-- REQUEST --
Exactly and only the lines from the one with "of the carpeted" through the end of the listing are to be transcribed, both ends included.

-- EXERCISE INPUTS --
···

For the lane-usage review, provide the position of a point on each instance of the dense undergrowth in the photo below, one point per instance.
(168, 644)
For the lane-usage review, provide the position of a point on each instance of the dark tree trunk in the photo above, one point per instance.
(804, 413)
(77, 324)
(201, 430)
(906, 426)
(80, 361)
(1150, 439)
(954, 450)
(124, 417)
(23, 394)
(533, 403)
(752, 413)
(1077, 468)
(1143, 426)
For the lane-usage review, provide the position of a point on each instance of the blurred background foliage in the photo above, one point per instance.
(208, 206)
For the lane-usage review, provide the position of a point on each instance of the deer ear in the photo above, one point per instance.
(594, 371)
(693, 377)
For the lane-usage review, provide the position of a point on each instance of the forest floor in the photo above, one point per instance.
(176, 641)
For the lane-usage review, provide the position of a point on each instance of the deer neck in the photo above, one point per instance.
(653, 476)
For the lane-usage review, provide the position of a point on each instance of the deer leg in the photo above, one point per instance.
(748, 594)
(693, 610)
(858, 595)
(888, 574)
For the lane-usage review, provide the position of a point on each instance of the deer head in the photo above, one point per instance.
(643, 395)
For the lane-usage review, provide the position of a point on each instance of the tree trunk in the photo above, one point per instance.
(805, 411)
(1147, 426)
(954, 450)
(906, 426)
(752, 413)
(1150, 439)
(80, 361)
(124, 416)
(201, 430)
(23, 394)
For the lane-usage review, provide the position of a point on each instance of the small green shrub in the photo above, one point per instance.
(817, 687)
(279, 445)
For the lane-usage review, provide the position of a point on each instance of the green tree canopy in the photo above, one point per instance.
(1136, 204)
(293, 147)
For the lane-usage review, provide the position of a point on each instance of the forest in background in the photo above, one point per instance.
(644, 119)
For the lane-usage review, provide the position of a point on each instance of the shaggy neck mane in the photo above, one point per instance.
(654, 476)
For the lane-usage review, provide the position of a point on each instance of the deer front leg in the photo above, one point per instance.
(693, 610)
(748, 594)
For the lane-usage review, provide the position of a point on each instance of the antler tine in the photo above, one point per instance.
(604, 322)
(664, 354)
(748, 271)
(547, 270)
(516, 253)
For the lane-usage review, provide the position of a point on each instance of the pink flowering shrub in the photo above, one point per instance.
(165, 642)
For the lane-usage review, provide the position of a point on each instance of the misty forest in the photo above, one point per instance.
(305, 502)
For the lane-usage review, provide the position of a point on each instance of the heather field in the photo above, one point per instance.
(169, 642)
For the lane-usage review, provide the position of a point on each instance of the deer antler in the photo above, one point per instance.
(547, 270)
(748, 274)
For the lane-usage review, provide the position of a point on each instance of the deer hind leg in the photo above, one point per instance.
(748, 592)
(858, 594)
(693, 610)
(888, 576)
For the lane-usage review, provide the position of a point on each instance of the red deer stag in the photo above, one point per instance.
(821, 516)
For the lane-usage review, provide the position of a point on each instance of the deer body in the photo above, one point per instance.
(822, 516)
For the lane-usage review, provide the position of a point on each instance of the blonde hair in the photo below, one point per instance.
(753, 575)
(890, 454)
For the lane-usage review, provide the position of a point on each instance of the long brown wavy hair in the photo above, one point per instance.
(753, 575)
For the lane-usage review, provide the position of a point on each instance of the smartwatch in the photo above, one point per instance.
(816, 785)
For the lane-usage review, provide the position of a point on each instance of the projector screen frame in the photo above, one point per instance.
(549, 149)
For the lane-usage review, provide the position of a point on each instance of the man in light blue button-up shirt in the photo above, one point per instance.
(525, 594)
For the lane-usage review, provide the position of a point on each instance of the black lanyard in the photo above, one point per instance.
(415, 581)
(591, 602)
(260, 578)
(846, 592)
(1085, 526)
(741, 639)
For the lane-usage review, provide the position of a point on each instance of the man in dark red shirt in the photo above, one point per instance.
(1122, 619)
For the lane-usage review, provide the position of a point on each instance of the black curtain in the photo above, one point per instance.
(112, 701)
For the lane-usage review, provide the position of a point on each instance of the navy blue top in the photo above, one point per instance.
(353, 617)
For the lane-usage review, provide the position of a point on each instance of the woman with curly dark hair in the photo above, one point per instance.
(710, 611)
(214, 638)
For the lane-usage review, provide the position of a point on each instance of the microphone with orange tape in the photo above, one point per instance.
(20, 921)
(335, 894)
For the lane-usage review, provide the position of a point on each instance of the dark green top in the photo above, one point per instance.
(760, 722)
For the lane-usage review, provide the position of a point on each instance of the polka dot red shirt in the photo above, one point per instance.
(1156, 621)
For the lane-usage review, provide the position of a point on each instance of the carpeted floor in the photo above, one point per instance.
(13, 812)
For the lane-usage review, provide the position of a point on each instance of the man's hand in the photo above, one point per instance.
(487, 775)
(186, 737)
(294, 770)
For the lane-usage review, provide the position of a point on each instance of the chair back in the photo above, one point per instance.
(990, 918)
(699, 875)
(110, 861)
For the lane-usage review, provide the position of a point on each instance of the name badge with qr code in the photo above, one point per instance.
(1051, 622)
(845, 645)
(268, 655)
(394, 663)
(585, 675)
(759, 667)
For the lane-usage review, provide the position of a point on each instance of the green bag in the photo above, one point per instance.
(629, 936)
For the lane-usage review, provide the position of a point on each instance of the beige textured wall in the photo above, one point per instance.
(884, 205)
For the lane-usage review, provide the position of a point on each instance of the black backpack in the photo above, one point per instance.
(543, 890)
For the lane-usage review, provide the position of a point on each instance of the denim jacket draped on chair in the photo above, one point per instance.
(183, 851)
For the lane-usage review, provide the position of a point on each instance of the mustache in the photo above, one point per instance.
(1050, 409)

···

-- SOLUTION TO THE EXERCISE --
For the lane-usage review, provide the position of a point on each instance of the carpeted floor in the photo above, one point per instance.
(13, 812)
For the lane-usage review, provide the position of a point on each instance of the man's hand in the photo above, one point per instance.
(487, 775)
(186, 737)
(294, 770)
For the lane-usage review, provide the position of a point on each instance of the chair back in the photo above, one point per instance.
(990, 918)
(699, 875)
(110, 861)
For the lane-usage review, provide the position of a point on each instance of the name badge with qr code in the photo above, one point per instance.
(1051, 622)
(845, 645)
(268, 655)
(394, 663)
(585, 675)
(759, 667)
For the lane-usage review, provide the position of a point on each instance of the green bag in the photo above, one point per instance.
(629, 936)
For the lane-usage review, provide the position of a point on each instance of the beige textured wall in the photo above, one point per instance.
(884, 205)
For the lane-usage review, provide the position of a point on each instance of the black backpack in the photo above, one point per instance.
(543, 890)
For the lane-usage review, provide the position of a point on each instance of the denim jacket draped on chair in the photo above, one point per instance.
(183, 851)
For the lane-usage review, provide the position of a point on each instance of the mustache in the photo above, one point per instance.
(1050, 409)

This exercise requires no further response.